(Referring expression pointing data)
* * * * * * * * *

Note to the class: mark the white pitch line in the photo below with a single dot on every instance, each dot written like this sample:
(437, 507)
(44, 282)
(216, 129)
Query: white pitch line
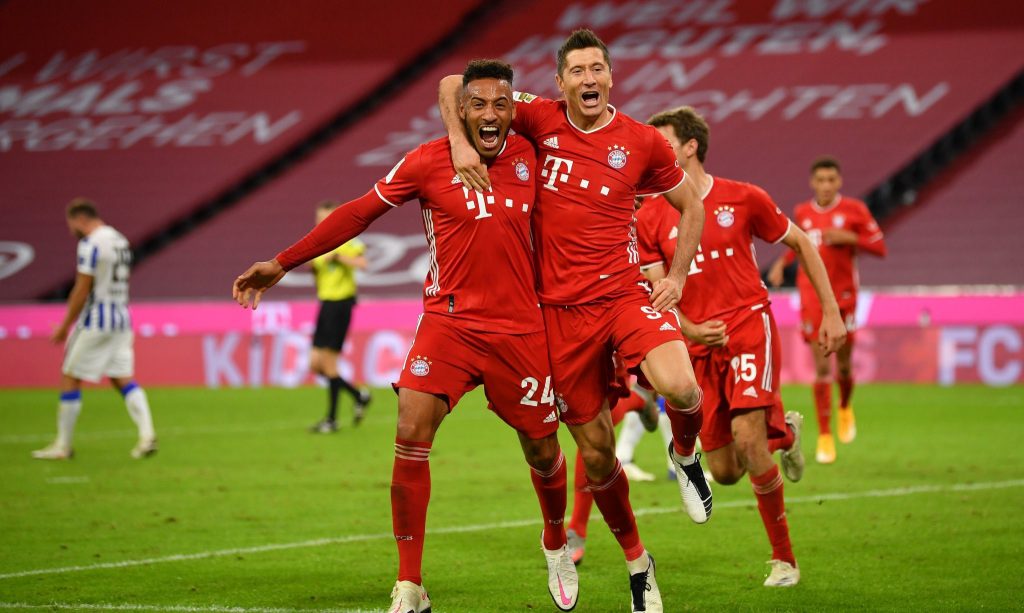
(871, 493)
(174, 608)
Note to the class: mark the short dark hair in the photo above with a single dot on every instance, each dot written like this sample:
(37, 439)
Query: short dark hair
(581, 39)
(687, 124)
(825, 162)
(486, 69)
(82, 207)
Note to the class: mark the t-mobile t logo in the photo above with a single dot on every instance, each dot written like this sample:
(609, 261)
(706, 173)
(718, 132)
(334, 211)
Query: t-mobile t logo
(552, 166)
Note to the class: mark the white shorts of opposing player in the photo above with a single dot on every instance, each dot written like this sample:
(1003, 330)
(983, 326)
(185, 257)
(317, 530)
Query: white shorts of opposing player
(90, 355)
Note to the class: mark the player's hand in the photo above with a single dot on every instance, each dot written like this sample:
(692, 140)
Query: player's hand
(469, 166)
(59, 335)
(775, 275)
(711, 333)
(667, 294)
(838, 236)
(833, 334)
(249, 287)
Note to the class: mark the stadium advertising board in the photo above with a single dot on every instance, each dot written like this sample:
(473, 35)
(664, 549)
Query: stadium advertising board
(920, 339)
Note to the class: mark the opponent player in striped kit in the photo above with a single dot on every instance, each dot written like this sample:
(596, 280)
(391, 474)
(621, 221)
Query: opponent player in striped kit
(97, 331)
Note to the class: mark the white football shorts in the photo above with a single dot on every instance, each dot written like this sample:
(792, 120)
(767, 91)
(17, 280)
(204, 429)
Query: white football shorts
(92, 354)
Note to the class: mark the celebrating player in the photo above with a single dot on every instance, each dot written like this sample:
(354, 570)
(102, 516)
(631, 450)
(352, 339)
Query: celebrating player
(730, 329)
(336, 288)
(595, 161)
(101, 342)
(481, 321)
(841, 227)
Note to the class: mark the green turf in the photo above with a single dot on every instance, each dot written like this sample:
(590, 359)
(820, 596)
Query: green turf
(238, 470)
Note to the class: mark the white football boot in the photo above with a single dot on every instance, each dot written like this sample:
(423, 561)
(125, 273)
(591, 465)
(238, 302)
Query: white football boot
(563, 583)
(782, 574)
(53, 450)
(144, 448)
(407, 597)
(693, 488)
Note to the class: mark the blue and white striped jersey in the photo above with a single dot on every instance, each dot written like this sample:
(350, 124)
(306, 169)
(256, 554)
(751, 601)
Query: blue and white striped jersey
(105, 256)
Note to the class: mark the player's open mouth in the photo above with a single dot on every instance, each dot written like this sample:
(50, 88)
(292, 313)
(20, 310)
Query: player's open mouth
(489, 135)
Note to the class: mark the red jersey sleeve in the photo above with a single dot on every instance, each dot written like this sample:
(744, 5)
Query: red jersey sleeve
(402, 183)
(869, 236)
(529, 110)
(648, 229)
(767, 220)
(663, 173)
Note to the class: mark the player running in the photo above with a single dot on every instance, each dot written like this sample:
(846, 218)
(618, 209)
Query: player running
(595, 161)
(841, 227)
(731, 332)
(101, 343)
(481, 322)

* * * * * * * * *

» YOUR TASK
Without the pictures, return the whole of the data exactly as given.

» RESPONSE
Note to the class: mark the white pitch line in the photo below with a single dot on every instance, each dot written like this sample:
(437, 507)
(44, 282)
(216, 129)
Query: white pitch line
(871, 493)
(174, 608)
Note to the class: mark the short dark hair in the photo above with a single dot on every instance, each dot written like this sample:
(37, 439)
Query: short dark hair
(581, 39)
(687, 124)
(825, 162)
(486, 69)
(82, 207)
Note to the class: mark the t-mobile t logo in the photo above with a single dot on every instance, each dot written like this sample:
(609, 261)
(706, 173)
(718, 132)
(334, 211)
Query: t-mobile t logo
(552, 166)
Note to the class: mark the white shorts of opposing player in the photo above with a single dot on every instance, each dot written like this sample:
(1003, 330)
(983, 326)
(185, 257)
(317, 530)
Query: white shorts of opposing player
(90, 355)
Note to the class: mark the player's hand in the photo above with a single dot on every instance, each dot written like this sample:
(692, 140)
Query: player's hand
(469, 166)
(59, 335)
(775, 275)
(711, 333)
(667, 294)
(838, 236)
(833, 334)
(249, 287)
Note to the class: mark the stadium advertising board in the photo above with a single dot on every instance, each dot written like this sample:
(473, 35)
(664, 549)
Query: stadium advertising board
(920, 339)
Note to the class: mark the opponent player in striped kit in the photo above with a single dot on every instance, each dot written like this sample:
(596, 280)
(391, 474)
(621, 221)
Query: opponent player in striped kit
(97, 331)
Note to the class: mark the white football shorts in the photo above with a single dot on every instance, each dot written like this sample:
(792, 120)
(767, 91)
(17, 280)
(204, 429)
Query: white football shorts
(92, 354)
Note to the class: mark the celebrating player in the photo above with a single dot on every instance, each dot written like this sample:
(354, 570)
(102, 516)
(631, 450)
(352, 339)
Query: celebrating player
(730, 329)
(336, 288)
(595, 161)
(101, 342)
(481, 321)
(841, 227)
Note to the class: mark the green turf in the photo above with a single dot on every instance, each dot written like this sample:
(590, 359)
(820, 596)
Query: green turf
(238, 470)
Note to the class: mark the white football boot in the photo above with a single dot on every instance, each dot written like this sample:
(423, 561)
(125, 273)
(591, 465)
(238, 302)
Query: white football boot
(563, 583)
(782, 574)
(53, 450)
(144, 448)
(407, 597)
(693, 488)
Note to the class: mark the blue and white striped jersey in the photo above with a single dot on every instance, each dot written like this sample:
(350, 124)
(306, 169)
(256, 554)
(751, 601)
Query: blue and white striped jersey
(105, 256)
Note to the class: mark the player's open mouth in the photo above with a single dot on every instance, each dot written like this sample:
(50, 88)
(292, 313)
(20, 310)
Query: player's open mouth
(489, 135)
Note to the class: mark the red jersey sleeve in the photo above with a single dot on every instance, each dot written like this sample:
(744, 5)
Query: red jersey sleeve
(402, 183)
(869, 236)
(529, 110)
(648, 229)
(767, 220)
(663, 173)
Note to the class: mark the player running in the photo above with a single dot on every instance, each dot written like this sample:
(846, 218)
(618, 209)
Query: player running
(595, 161)
(841, 227)
(731, 332)
(101, 343)
(481, 322)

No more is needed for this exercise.